- **Supplied text**:

Step by step solution

01

Write the distance formula for AQ and BQ

We'll use the distance formula as follows for AQ and BQ: \(AQ = \sqrt{(x - 1)^2 + (y - 0)^2}\) \(BQ = \sqrt{(x + 1)^2 + (y - 0)^2}\)
02

Set up the equation for the distance difference

We are given that the distance difference is either +1 or -1, so we can set up the equation as follows: \(|AQ - BQ| = 1\)
03

Substitute the distance formula expressions in the equation

We'll substitute the expressions we found in Step 1 into the equation from Step 2 and get: \(|\sqrt{(x - 1)^2 + y^2} - \sqrt{(x + 1)^2 + y^2}| = 1\)
04

Eliminate the absolute value

To eliminate the absolute value, we consider two separate cases: Case 1: AQ - BQ = 1 Case 2: AQ - BQ = -1 We will set up the equations for both cases, solve them and see which of the given options corresponds to the solution.
05

Solve for Case 1 (AQ - BQ = 1)

For this case, the equation becomes: \(\sqrt{(x - 1)^2 + y^2} - \sqrt{(x + 1)^2 + y^2} = 1\) Squaring both sides and solving the equation, we get: \(12x^2 - 4y^2 = 3\)

- **Supplied data**:

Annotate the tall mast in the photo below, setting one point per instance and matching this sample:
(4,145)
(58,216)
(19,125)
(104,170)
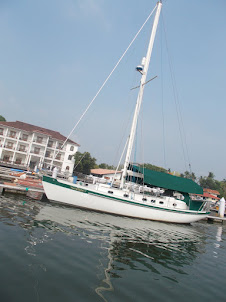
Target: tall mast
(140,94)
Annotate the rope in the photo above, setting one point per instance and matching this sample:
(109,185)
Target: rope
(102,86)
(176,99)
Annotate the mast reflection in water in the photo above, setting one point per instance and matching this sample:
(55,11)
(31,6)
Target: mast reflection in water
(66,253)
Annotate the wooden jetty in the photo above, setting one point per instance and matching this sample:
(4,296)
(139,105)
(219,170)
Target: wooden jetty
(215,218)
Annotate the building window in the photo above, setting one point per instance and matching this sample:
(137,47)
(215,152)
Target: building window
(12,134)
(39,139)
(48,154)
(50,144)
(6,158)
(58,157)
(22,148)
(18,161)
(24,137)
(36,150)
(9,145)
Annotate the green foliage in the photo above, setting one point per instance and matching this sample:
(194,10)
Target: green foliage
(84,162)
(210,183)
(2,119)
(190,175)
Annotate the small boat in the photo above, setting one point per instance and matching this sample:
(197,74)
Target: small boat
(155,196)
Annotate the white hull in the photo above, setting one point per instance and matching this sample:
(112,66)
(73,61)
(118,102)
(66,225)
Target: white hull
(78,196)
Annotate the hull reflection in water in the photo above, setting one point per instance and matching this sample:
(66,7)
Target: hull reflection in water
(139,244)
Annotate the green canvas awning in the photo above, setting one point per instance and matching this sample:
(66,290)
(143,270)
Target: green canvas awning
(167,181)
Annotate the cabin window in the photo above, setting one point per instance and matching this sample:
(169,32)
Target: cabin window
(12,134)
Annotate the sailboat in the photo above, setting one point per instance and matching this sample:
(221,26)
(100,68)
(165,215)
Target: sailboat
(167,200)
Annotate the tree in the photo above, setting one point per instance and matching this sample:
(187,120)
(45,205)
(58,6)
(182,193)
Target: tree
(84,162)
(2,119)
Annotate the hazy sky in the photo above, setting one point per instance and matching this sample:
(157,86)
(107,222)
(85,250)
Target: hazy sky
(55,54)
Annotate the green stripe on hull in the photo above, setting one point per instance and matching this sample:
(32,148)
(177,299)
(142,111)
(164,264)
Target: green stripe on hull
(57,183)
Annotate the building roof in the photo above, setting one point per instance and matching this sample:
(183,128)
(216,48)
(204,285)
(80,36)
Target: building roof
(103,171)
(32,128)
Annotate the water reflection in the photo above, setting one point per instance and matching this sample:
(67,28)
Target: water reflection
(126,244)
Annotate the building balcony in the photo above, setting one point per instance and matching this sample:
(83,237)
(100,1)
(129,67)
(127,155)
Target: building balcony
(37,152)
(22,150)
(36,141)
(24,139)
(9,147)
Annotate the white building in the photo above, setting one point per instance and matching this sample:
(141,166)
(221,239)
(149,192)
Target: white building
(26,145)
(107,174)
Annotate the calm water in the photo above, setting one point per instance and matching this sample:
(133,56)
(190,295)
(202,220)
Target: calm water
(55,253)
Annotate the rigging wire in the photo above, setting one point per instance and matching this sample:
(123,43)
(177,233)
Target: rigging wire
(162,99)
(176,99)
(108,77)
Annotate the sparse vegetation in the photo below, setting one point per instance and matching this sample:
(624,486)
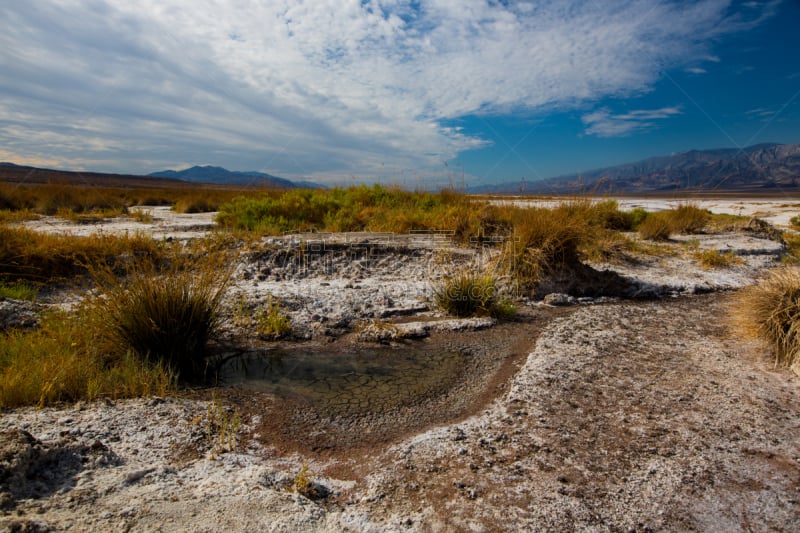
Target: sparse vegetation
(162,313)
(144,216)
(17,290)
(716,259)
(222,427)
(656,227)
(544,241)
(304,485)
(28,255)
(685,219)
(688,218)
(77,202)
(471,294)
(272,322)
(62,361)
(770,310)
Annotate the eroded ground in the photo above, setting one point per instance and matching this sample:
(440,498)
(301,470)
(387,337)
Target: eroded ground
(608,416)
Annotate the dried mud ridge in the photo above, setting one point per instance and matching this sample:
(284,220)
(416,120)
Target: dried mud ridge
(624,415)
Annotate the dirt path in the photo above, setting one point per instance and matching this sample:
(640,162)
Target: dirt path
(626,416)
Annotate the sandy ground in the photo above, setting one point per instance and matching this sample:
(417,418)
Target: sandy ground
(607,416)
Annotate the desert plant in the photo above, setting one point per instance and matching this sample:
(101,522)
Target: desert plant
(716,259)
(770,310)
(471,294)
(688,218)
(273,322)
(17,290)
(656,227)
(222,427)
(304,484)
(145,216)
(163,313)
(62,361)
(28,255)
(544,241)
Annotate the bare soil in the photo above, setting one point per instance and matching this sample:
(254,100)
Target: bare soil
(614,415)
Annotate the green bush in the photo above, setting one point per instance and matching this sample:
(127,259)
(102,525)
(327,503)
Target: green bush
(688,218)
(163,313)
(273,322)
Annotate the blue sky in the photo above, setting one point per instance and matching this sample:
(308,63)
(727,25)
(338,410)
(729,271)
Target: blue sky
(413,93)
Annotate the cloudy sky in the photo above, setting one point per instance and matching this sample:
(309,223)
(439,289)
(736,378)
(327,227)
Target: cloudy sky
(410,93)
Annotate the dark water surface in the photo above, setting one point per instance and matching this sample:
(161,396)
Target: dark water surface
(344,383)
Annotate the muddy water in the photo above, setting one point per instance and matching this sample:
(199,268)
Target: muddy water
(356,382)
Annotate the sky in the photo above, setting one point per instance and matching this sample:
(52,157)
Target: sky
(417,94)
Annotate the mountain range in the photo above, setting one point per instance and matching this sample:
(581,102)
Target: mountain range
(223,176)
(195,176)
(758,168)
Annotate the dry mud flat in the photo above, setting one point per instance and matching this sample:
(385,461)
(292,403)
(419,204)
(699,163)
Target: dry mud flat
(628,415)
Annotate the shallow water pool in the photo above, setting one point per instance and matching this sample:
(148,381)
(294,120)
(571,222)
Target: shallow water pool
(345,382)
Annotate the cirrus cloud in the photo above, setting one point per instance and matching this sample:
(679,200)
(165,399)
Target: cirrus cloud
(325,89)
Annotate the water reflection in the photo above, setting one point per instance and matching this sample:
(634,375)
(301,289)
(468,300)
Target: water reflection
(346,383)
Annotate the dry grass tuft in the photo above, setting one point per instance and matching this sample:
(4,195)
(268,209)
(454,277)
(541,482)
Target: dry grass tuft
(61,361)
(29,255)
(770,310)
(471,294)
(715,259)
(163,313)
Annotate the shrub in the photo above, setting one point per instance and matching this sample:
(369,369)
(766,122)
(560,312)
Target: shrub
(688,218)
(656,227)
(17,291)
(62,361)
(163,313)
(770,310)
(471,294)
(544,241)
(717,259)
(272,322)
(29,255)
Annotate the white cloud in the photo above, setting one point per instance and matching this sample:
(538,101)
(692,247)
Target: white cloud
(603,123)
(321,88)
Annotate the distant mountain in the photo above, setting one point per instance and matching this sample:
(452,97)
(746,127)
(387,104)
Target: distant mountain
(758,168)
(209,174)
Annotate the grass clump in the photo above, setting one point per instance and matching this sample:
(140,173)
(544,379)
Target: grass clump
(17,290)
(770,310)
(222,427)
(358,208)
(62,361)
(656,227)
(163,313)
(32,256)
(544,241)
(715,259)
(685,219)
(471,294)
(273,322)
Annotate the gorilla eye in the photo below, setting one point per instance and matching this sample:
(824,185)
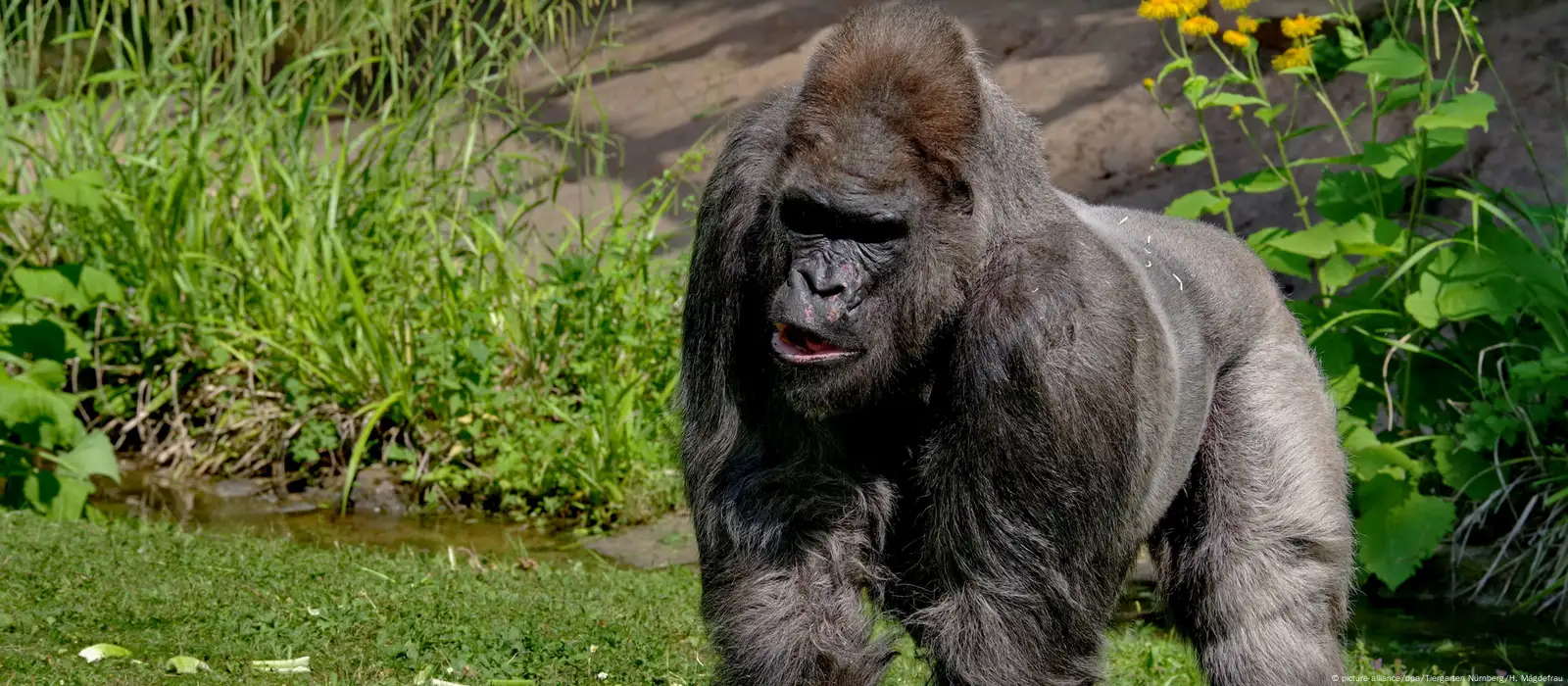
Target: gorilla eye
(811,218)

...

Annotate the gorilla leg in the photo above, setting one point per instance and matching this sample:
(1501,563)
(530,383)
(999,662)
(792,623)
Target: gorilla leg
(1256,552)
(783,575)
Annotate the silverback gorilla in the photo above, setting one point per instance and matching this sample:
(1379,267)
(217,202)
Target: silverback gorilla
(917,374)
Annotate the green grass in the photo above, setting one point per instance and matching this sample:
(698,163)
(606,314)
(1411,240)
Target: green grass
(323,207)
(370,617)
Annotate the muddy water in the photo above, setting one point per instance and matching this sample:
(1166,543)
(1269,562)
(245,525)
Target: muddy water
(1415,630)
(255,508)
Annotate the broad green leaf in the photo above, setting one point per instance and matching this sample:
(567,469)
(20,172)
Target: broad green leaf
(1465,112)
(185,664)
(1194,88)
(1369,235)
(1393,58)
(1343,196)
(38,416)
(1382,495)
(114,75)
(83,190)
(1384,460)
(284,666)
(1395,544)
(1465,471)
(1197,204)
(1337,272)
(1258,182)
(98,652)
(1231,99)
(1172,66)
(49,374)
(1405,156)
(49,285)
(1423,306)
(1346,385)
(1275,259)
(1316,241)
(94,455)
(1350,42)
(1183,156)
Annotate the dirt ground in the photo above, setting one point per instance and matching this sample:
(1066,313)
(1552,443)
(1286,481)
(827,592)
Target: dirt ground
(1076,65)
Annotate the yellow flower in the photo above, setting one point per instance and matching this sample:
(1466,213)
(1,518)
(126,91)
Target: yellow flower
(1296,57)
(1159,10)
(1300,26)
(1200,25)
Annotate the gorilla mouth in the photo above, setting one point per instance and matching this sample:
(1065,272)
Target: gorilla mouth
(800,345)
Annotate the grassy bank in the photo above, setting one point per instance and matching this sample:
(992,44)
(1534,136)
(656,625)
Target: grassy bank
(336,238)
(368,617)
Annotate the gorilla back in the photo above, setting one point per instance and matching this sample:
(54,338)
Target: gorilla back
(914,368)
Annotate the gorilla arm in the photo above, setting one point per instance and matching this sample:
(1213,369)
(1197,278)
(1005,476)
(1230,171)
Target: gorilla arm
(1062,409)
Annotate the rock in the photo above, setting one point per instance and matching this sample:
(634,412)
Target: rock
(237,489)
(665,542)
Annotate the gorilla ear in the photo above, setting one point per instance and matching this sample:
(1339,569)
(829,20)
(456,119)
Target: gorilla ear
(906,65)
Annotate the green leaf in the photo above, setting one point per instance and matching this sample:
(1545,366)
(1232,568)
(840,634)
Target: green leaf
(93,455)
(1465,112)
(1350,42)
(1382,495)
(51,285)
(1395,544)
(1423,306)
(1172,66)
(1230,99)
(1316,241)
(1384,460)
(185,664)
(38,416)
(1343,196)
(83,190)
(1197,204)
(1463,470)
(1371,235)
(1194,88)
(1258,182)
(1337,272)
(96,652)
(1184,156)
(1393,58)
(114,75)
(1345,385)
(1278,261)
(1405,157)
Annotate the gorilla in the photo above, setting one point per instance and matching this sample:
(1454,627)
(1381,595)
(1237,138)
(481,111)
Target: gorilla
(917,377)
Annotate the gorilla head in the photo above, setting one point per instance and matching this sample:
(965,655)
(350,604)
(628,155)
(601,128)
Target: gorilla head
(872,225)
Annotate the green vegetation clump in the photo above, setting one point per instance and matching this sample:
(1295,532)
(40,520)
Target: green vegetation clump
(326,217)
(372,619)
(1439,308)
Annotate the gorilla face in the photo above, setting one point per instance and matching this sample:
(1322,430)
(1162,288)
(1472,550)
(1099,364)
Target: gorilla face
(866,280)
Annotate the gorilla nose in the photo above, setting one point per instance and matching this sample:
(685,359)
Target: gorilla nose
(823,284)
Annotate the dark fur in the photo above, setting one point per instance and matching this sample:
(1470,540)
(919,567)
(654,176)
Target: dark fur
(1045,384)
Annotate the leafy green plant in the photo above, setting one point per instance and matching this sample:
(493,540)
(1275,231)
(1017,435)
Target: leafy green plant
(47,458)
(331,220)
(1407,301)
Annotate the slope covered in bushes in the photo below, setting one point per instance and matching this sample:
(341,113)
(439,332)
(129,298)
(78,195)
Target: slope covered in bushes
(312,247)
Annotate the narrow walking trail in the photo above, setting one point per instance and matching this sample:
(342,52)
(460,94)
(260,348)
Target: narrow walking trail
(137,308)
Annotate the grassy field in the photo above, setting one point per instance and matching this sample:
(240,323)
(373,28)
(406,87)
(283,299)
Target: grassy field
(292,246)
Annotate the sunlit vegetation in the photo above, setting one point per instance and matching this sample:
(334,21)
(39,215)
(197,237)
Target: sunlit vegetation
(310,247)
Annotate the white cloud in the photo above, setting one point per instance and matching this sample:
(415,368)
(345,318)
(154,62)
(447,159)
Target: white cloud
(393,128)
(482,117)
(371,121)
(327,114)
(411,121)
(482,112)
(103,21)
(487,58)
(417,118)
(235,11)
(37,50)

- **Short problem**: Quote the step-by-step solution from the words containing "We are given" through the words "to the solution.".

- **Result below**:
We are given that the distance difference is either +1 or -1, so we can set up the equation as follows: \(|AQ - BQ| = 1\)
03

Substitute the distance formula expressions in the equation

We'll substitute the expressions we found in Step 1 into the equation from Step 2 and get: \(|\sqrt{(x - 1)^2 + y^2} - \sqrt{(x + 1)^2 + y^2}| = 1\)
04

Eliminate the absolute value

To eliminate the absolute value, we consider two separate cases: Case 1: AQ - BQ = 1 Case 2: AQ - BQ = -1 We will set up the equations for both cases, solve them and see which of the given options corresponds to the solution.